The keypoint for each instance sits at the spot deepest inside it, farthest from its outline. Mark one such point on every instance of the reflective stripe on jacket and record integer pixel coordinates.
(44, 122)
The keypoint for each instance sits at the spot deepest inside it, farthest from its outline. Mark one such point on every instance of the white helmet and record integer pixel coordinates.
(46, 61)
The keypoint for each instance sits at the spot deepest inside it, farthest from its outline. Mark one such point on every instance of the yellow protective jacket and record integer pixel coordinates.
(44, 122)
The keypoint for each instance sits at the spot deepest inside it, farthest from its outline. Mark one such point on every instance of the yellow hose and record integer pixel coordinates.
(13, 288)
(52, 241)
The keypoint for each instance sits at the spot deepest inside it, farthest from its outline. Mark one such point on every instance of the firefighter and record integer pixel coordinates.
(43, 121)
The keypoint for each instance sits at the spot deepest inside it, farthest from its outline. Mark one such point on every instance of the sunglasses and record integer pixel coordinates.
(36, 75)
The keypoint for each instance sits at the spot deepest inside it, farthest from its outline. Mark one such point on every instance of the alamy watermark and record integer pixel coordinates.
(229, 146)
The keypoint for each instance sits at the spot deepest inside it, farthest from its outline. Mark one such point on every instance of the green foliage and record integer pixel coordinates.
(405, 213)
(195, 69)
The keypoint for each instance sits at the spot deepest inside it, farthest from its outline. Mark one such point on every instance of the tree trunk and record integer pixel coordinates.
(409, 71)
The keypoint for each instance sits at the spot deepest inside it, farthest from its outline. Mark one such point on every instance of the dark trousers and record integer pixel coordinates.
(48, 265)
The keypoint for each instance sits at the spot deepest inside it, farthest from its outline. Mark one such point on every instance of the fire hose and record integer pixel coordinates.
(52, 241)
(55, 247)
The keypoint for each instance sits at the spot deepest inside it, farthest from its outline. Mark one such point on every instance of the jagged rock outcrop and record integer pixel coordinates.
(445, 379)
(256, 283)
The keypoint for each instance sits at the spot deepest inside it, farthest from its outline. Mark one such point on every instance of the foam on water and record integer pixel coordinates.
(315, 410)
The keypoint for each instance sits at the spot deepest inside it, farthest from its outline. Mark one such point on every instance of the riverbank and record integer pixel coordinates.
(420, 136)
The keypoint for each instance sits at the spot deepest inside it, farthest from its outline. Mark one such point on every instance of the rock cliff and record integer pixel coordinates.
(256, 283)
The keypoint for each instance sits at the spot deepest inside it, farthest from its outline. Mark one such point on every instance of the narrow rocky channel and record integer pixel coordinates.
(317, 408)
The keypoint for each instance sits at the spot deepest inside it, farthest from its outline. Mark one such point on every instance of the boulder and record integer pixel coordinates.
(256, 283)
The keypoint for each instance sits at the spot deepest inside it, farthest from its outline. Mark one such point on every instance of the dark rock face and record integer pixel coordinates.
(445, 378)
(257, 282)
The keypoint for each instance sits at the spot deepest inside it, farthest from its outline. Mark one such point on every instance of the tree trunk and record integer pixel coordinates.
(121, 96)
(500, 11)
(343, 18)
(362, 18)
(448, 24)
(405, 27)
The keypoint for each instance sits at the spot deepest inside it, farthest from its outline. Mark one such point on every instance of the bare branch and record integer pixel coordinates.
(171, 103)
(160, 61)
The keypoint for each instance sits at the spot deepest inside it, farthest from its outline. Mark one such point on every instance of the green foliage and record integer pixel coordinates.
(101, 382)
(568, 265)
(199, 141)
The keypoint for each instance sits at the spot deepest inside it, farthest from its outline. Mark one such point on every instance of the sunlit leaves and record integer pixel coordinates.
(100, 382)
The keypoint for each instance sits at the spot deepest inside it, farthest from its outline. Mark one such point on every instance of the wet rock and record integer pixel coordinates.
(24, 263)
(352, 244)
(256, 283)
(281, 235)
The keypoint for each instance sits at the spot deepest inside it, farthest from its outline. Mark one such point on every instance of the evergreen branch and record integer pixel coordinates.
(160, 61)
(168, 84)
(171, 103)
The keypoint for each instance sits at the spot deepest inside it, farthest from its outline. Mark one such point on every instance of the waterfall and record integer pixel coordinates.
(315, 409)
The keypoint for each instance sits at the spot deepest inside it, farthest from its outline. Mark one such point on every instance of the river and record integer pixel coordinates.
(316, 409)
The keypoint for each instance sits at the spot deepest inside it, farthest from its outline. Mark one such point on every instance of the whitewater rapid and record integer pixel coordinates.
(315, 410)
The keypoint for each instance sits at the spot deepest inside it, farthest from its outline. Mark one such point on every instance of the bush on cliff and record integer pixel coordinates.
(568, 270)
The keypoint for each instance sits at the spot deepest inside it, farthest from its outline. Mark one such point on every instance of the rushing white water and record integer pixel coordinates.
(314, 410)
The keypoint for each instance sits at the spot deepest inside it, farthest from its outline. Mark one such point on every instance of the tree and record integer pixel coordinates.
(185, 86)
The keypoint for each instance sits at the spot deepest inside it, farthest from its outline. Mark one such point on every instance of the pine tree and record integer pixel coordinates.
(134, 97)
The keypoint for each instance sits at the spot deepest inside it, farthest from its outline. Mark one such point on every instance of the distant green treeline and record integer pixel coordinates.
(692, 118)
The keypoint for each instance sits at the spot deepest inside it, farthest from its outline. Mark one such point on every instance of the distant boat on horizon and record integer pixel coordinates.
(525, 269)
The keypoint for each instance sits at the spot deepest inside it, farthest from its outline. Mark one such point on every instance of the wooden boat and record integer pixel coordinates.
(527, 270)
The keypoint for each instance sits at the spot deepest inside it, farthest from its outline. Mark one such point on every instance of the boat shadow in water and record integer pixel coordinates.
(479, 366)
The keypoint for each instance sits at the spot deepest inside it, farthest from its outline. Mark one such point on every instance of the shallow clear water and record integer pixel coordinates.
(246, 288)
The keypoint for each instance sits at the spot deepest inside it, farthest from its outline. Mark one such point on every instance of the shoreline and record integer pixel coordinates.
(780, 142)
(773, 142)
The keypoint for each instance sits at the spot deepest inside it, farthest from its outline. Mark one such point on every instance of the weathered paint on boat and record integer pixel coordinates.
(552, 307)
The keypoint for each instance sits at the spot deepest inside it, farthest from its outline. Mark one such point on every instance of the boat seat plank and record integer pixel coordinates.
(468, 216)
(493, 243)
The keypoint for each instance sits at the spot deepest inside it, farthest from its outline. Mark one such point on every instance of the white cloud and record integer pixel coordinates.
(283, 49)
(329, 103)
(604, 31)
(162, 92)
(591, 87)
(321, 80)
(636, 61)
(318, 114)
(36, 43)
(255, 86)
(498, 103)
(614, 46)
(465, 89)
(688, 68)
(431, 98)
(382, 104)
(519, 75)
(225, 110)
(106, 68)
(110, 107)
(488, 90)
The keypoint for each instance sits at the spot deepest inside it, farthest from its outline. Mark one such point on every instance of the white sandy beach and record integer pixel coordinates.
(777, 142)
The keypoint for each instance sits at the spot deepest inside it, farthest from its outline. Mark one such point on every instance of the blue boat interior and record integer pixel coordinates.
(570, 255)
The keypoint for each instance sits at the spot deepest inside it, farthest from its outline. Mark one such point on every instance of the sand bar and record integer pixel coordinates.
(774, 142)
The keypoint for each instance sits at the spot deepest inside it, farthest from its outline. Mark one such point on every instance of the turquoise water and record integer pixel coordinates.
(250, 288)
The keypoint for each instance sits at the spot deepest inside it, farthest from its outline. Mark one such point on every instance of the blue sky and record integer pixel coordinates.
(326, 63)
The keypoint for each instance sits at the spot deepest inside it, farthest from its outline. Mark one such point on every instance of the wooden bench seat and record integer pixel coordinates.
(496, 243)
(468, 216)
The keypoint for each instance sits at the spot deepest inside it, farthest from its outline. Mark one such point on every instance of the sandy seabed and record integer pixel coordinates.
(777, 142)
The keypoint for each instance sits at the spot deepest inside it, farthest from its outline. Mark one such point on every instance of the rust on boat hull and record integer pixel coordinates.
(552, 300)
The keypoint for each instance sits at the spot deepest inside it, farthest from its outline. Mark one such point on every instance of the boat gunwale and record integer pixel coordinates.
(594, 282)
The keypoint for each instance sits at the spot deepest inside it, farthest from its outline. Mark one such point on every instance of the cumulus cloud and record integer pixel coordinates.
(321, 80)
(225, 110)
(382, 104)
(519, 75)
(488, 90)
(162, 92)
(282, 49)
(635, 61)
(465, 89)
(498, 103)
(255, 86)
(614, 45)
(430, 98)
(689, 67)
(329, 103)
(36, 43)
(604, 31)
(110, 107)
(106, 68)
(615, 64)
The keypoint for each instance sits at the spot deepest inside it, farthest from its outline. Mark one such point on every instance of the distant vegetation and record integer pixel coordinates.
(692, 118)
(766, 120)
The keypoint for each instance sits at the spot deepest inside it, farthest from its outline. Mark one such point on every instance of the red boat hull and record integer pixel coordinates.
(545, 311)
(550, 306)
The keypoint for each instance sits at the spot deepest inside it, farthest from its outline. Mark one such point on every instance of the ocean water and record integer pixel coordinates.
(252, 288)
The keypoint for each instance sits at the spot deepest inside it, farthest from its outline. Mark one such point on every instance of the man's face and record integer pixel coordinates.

• What is expected
The lines from the one containing "vegetation and record integer pixel coordinates." through the last line of the records are to be transcribed exactly, with nothing else added.

• Response box
The keypoint for each instance sits at the spot deepest inside it, farthest from its outline. Mark one such point on every instance of the distant vegetation and record integer pixel coordinates.
(692, 118)
(766, 120)
The keypoint for each instance sits at the spot deepest inside it, farthest from its outline. Mark one such point on every instance of the red boat hull and record integer pixel coordinates.
(545, 311)
(550, 306)
The keypoint for each instance sits at the spot deepest inside it, farthest from its outline. Mark one such point on every instance of the ocean water and record integer pixel coordinates.
(252, 288)
The keypoint for each instance sits at the spot deepest inside it, farthest from its outline. Mark one such point on every instance of the man's face and record integer pixel coordinates.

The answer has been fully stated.